### 本文
-*-*-

説明

杭基礎の変形抑制構造

【課題】既設・新設に関わらず杭基礎構造物の直下や周辺地盤が地震時の液状化に伴い、杭を支える地盤の水平地盤反力がたとえゼロになっても、強地震時の地盤の大変形に伴う杭への大きな損傷、折損を防ぎ、杭頭部での破壊など壊滅的な被害を防止する。
【解決手段】杭基礎1の地盤中に、杭2に隣接させて固化工法により造成する改良体3を、深さ方向に間隔を開けて配置するとともに、横方向に並ぶ杭2に対し間隔を開けて交互に配置する。深さ方向に間隔を開けて改良体3を配置しただけでは、未改良部において過大な杭応力の発生が懸念されるが、横方向に並ぶ杭2に対し間隔を開けて交互に配置した改良体3によって、杭2の反力を得ることができる。従って、杭頭や杭2の大きな損傷、破壊を防止できる。

【発明の詳細な説明】
【技術分野】
【0001】
本発明は、杭基礎の変形を抑制するための地盤改良の構造に関する。
【背景技術】
【0002】
地震時の液状化に伴う構造物基礎の損傷・破壊メカニズムなどは複雑な現象であり、これらの現象に関する研究開発期間が未だ短いこともあって、地震直後の復旧工事では、応急処理的な補強工事として行われた。その補強工事は、杭基礎周辺の固化改良や連続地中壁や増し杭を基礎外周に打設するなど、必ずしも合理的な設計・施工とは言えないものであった。最近の事例では、マイクロパイルや斜杭による補強、部分改良による地盤改良などが提案されており、特に、道路や鉄道などの橋梁基礎を対象に工事が行われている。

-*-*-

### データ欄

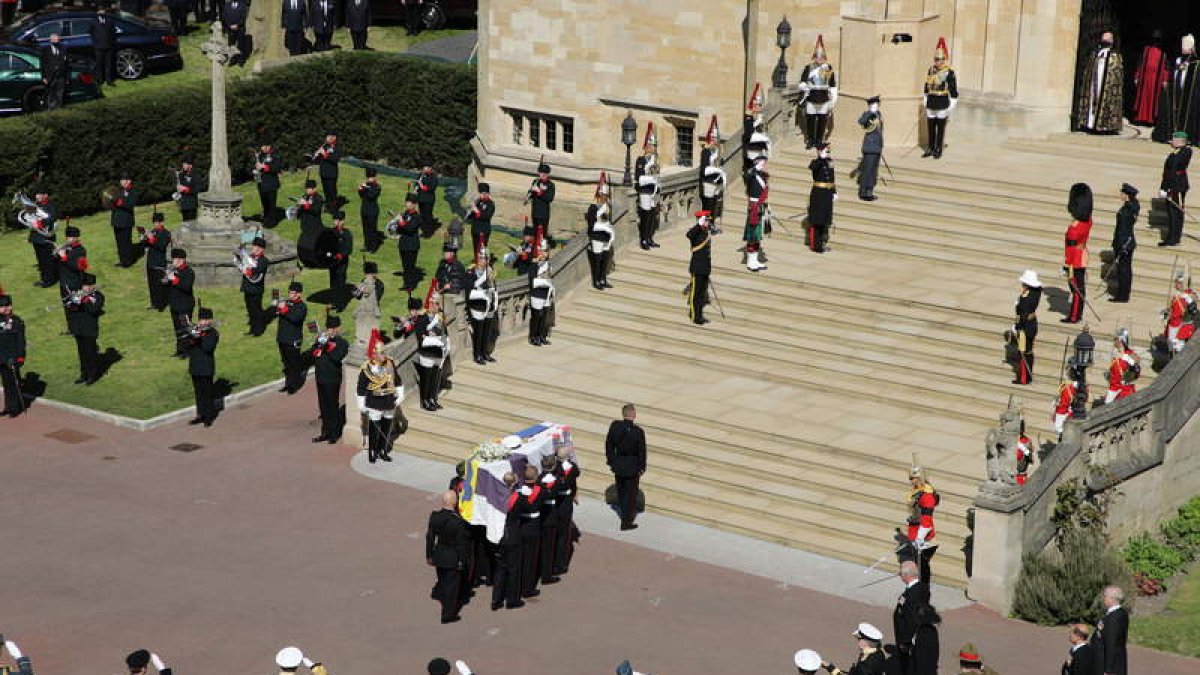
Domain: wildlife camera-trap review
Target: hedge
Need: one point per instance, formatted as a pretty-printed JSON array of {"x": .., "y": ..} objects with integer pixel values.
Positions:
[{"x": 397, "y": 109}]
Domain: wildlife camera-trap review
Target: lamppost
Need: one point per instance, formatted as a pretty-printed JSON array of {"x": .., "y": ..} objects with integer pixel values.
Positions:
[
  {"x": 783, "y": 40},
  {"x": 628, "y": 136}
]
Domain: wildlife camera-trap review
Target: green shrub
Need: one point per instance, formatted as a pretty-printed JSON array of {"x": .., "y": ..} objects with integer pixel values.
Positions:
[
  {"x": 403, "y": 111},
  {"x": 1063, "y": 583}
]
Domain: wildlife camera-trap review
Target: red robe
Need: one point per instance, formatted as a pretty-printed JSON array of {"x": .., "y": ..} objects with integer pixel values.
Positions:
[{"x": 1150, "y": 78}]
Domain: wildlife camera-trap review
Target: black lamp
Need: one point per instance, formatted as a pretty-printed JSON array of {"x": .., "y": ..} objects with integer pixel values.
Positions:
[
  {"x": 628, "y": 136},
  {"x": 783, "y": 40}
]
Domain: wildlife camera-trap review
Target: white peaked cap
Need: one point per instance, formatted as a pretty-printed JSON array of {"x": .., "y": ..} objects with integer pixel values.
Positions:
[{"x": 289, "y": 657}]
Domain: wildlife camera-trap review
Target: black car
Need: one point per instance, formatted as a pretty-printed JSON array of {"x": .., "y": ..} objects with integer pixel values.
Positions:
[
  {"x": 142, "y": 45},
  {"x": 21, "y": 79}
]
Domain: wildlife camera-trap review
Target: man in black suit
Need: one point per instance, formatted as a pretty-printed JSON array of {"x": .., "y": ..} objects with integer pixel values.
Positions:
[
  {"x": 103, "y": 42},
  {"x": 906, "y": 620},
  {"x": 293, "y": 22},
  {"x": 447, "y": 545},
  {"x": 1081, "y": 659},
  {"x": 54, "y": 72},
  {"x": 358, "y": 18},
  {"x": 1110, "y": 633},
  {"x": 625, "y": 452}
]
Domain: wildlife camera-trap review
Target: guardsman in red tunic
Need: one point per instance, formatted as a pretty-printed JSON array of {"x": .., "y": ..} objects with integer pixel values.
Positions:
[
  {"x": 1123, "y": 370},
  {"x": 1075, "y": 255}
]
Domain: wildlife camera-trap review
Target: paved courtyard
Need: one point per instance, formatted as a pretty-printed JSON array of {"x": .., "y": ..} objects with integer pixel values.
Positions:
[{"x": 219, "y": 556}]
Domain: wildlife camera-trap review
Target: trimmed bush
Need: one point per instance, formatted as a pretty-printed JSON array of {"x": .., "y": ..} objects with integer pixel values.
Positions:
[{"x": 393, "y": 108}]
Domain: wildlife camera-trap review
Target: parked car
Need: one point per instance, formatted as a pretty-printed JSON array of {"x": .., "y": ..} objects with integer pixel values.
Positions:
[
  {"x": 21, "y": 79},
  {"x": 435, "y": 13},
  {"x": 142, "y": 45}
]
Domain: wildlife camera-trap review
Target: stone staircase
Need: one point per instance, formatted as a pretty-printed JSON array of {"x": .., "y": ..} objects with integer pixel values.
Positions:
[{"x": 795, "y": 418}]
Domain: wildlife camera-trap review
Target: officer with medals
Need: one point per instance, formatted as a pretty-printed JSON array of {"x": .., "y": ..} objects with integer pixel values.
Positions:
[
  {"x": 329, "y": 352},
  {"x": 379, "y": 392},
  {"x": 600, "y": 234}
]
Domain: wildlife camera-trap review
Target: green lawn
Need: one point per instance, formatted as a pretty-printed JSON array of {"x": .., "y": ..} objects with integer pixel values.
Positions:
[
  {"x": 1177, "y": 628},
  {"x": 147, "y": 381}
]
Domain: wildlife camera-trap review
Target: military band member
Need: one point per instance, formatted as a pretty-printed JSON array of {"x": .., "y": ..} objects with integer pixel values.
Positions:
[
  {"x": 700, "y": 267},
  {"x": 84, "y": 309},
  {"x": 600, "y": 236},
  {"x": 121, "y": 220},
  {"x": 819, "y": 88},
  {"x": 480, "y": 219},
  {"x": 756, "y": 213},
  {"x": 1025, "y": 324},
  {"x": 1174, "y": 187},
  {"x": 1079, "y": 203},
  {"x": 541, "y": 196},
  {"x": 12, "y": 357},
  {"x": 201, "y": 344},
  {"x": 267, "y": 166},
  {"x": 179, "y": 279},
  {"x": 189, "y": 184},
  {"x": 941, "y": 97},
  {"x": 327, "y": 157},
  {"x": 292, "y": 312},
  {"x": 369, "y": 210},
  {"x": 541, "y": 302},
  {"x": 42, "y": 237},
  {"x": 156, "y": 243},
  {"x": 871, "y": 120},
  {"x": 483, "y": 303},
  {"x": 1125, "y": 243},
  {"x": 1123, "y": 370},
  {"x": 821, "y": 197},
  {"x": 379, "y": 392},
  {"x": 329, "y": 352},
  {"x": 253, "y": 286}
]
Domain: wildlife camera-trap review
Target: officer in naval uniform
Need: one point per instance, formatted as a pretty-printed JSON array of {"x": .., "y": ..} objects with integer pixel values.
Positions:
[
  {"x": 819, "y": 89},
  {"x": 600, "y": 236}
]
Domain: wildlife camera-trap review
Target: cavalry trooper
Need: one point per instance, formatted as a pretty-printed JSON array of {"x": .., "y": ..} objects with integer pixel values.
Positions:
[
  {"x": 600, "y": 234},
  {"x": 819, "y": 88}
]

-*-*-

### 取り組む課題
1/ 杭基礎の変形抑制構造の説明文で、杭に隣接させる改良体は何という工法で造成されますか？
2/ 杭基礎の変形抑制構造の説明文を、最後の文の後から書き進めてください。

### 演習の解答
1/ 固化工法です。

2/
【0003】
液状化対策を含め、耐震補強対策として行われる地盤改良は、杭周辺の締め固め、固化(例えば特許文献1参照)、排水(ドレーン、排水機能付き杭など)、並びに構造的改良としては、杭径、杭剛性の増大などが一般的に行われている。しかし、これらの工法は、比較的高価であるため、土木構造物などの既設構造物への適用が困難となっていた。
なお、特に、建築基礎分野では、ベアリング、積層ゴム及び杭頭免震が多く、基礎に関する耐震補強工事が行われるケースが極めて少ないのが実情である。
【特許文献1】特開2003−41602号公報
【発明の開示】
【発明が解決しようとする課題】
【0004】
従来工法の課題を次に記す。
1)「地盤改良」:薬液注入工法、浸透固化工法など
・液状化する可能性のある地盤、各仕方書などに基づく液状化対策範囲は全てが対象となる。
・液状化対策に用いられる注入材料の材料費が高い。
・杭の水平断面方向に変形拘束壁を施工し、深さ方向に間隔を開けて積層状に部分改良される場合には、その間隔を開けた未改良部において杭の応力が増大する可能性が高い。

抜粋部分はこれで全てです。